§ Your task:
Copy every line of the records below without changing anything.

╭─ Material shown

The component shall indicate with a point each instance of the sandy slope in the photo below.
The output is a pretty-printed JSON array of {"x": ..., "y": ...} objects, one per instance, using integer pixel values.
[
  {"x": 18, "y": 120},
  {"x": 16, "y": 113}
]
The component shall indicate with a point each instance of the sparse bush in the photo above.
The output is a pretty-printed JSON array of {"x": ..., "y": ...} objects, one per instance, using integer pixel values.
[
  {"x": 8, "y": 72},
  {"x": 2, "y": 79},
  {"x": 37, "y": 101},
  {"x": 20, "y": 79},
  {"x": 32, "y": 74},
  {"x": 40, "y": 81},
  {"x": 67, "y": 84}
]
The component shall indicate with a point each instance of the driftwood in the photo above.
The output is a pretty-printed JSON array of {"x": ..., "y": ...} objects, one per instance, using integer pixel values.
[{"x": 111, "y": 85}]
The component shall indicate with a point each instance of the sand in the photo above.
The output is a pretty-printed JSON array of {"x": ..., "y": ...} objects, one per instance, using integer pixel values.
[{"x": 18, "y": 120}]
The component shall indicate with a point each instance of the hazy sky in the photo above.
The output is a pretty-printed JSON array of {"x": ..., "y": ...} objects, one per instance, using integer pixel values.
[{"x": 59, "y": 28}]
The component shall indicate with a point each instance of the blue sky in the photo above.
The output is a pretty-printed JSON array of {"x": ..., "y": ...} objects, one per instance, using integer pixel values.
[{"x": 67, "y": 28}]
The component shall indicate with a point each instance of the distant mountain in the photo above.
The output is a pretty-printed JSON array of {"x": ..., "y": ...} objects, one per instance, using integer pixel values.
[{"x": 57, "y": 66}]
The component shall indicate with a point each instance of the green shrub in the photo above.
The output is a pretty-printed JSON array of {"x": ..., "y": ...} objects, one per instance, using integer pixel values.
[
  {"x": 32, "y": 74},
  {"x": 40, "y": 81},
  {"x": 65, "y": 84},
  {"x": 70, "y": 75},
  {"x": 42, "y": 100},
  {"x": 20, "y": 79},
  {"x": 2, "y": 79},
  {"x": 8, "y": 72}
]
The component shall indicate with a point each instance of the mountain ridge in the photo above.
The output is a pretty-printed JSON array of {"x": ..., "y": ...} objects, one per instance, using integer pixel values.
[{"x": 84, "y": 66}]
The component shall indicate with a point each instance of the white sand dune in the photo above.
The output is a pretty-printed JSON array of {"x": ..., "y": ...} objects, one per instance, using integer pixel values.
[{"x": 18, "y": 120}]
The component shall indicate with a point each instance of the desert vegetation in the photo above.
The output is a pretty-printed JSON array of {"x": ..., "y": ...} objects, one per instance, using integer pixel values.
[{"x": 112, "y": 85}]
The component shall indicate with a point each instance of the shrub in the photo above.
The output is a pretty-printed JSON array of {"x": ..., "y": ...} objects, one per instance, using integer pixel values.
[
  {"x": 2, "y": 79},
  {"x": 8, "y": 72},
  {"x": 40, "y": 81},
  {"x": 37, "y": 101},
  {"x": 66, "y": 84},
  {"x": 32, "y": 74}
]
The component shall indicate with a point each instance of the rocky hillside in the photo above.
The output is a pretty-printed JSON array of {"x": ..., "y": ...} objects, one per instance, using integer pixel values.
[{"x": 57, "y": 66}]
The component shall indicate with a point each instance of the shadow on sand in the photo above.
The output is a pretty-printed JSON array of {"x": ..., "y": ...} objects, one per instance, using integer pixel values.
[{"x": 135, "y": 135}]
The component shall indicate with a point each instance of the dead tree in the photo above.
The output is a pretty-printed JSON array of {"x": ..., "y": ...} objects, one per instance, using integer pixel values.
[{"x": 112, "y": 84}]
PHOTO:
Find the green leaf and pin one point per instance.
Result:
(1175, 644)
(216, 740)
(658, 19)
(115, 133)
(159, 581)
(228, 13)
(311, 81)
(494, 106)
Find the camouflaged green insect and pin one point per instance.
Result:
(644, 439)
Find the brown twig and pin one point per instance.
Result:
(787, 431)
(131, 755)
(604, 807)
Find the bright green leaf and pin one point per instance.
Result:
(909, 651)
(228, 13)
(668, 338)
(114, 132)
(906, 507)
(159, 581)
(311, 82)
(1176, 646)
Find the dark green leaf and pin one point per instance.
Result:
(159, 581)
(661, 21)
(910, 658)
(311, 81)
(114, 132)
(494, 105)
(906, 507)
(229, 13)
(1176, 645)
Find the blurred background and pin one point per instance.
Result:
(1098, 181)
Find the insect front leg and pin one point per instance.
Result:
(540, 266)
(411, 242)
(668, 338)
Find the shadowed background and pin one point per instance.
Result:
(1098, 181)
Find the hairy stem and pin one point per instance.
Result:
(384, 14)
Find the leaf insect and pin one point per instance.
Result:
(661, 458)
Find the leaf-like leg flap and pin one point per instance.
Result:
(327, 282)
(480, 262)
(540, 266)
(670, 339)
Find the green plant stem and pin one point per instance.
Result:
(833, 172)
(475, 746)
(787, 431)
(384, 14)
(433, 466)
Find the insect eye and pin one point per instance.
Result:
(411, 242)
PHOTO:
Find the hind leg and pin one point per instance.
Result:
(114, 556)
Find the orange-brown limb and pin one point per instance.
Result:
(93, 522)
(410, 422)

╰─

§ Exercise output:
The component shall indicate with a point each instance of the sandy slope in the photo below.
The output is a pretty-printed JSON array of {"x": ..., "y": ...} objects, one per instance, using integer pixel values.
[
  {"x": 18, "y": 120},
  {"x": 16, "y": 113}
]
The component shall indicate with a point each instance of the sparse bush in the photo above.
The output is a pretty-printed JSON array of {"x": ..., "y": ...} objects, one per instance, using integer pixel values.
[
  {"x": 8, "y": 72},
  {"x": 2, "y": 79},
  {"x": 37, "y": 101},
  {"x": 20, "y": 79},
  {"x": 32, "y": 74},
  {"x": 40, "y": 81},
  {"x": 67, "y": 84}
]
The component shall indicate with a point each instance of the driftwood in the photo above.
The output is a pretty-printed JSON array of {"x": ..., "y": ...} objects, one per instance, using integer pixel values.
[{"x": 111, "y": 85}]
The component shall indicate with a point each instance of the sand in the photo above.
The output is a pretty-printed JSON array of {"x": ..., "y": ...} objects, one per instance, using integer pixel values.
[{"x": 18, "y": 120}]
The component shall indicate with a point each instance of the hazy sky in the photo above.
The output is a pretty-printed JSON array of {"x": ..., "y": ...} objects, one per instance, using integer pixel values.
[{"x": 59, "y": 28}]
The component shall indicate with a point each instance of the blue sky in the photo above.
The output is a pretty-printed JSON array of {"x": ..., "y": ...} objects, one per instance, using integer pixel values.
[{"x": 67, "y": 28}]
The component shall indicate with a point each instance of the distant mountain in the photo above.
The output is a pretty-printed JSON array of {"x": ..., "y": ...} objects, one per instance, using integer pixel values.
[{"x": 57, "y": 66}]
The component shall indicate with a point each instance of the green shrub in the photo above.
The output is a pretty-printed JSON array of {"x": ..., "y": ...} objects, one per instance, using integer pixel values.
[
  {"x": 32, "y": 74},
  {"x": 40, "y": 81},
  {"x": 65, "y": 84},
  {"x": 70, "y": 75},
  {"x": 42, "y": 100},
  {"x": 20, "y": 79},
  {"x": 2, "y": 79},
  {"x": 8, "y": 72}
]
The component shall indicate with a point each instance of the mountain ridge in the photo above.
The output is a pretty-printed JSON array of {"x": ..., "y": ...} objects, one per instance, using integer pixel values.
[{"x": 84, "y": 66}]
The component shall indicate with a point each instance of the white sand dune in the photo above.
The output is a pretty-printed JSON array of {"x": ..., "y": ...} objects, one per instance, using integer pixel values.
[{"x": 18, "y": 120}]
The component shall indicate with a point each instance of the desert vegetation in the photo above.
The output is a pretty-printed JSON array of {"x": ..., "y": ...} objects, one per instance, using integer pixel values.
[{"x": 112, "y": 85}]
The component shall indicate with a point each instance of the shrub in the photo above.
The output is a pretty-printed JSON array of {"x": ..., "y": ...} objects, one per instance, using integer pixel values.
[
  {"x": 2, "y": 79},
  {"x": 8, "y": 72},
  {"x": 40, "y": 81},
  {"x": 37, "y": 101},
  {"x": 66, "y": 84},
  {"x": 32, "y": 74}
]
The component shall indicate with a point each instance of the rocky hillside in the photo above.
The output is a pretty-printed JSON array of {"x": ..., "y": ...} objects, one per instance, using integer pixel values.
[{"x": 57, "y": 66}]
The component shall indicate with a point each instance of the shadow on sand in the photo above.
The output is a pretty-printed JSON array of {"x": ..., "y": ...} objects, one per instance, using integer pixel values.
[{"x": 135, "y": 135}]
The component shall indicate with a point each instance of the dead tree in the photo above.
The output is a pretty-printed JSON array of {"x": ..., "y": ...} objects, one per instance, using integer pixel values.
[{"x": 112, "y": 84}]
PHOTO:
Find the green leaf and pin one point per instance.
Result:
(1175, 644)
(216, 740)
(658, 19)
(115, 133)
(159, 581)
(228, 13)
(311, 81)
(494, 106)
Find the camouflaged green insect and pin one point per instance.
Result:
(644, 439)
Find the brown twig and pin one point per instance.
Result:
(787, 431)
(131, 755)
(604, 807)
Find the bright green leaf and pin one point per instance.
Result:
(909, 651)
(228, 13)
(668, 338)
(114, 132)
(906, 507)
(159, 581)
(311, 82)
(1176, 646)
Find the dark green leaf and pin one point per instance.
Result:
(159, 581)
(661, 21)
(910, 658)
(311, 81)
(114, 132)
(494, 105)
(906, 507)
(229, 13)
(1176, 645)
Find the blurred background and pin one point per instance.
Result:
(1098, 181)
Find the insect front leg and pin one point per instance.
Result:
(540, 266)
(411, 242)
(668, 338)
Find the shadowed background and pin one point per instance.
Result:
(1098, 181)
Find the hairy stem and pin one point per instance.
Result:
(384, 14)
Find the leaf insect and pin one point per instance.
Result:
(661, 458)
Find the leaf-like leg flap and pin one point per instance.
Result:
(327, 282)
(480, 262)
(540, 266)
(670, 339)
Find the green plant stem and pin one point per instance.
Result:
(833, 172)
(475, 746)
(787, 431)
(384, 14)
(433, 466)
Find the insect eye and pin one point per instance.
Result:
(411, 242)
PHOTO:
Find the hind leg and pin one point per instance.
Result:
(114, 556)
Find the orange-brown limb and pin one point per instance.
Result:
(93, 522)
(410, 422)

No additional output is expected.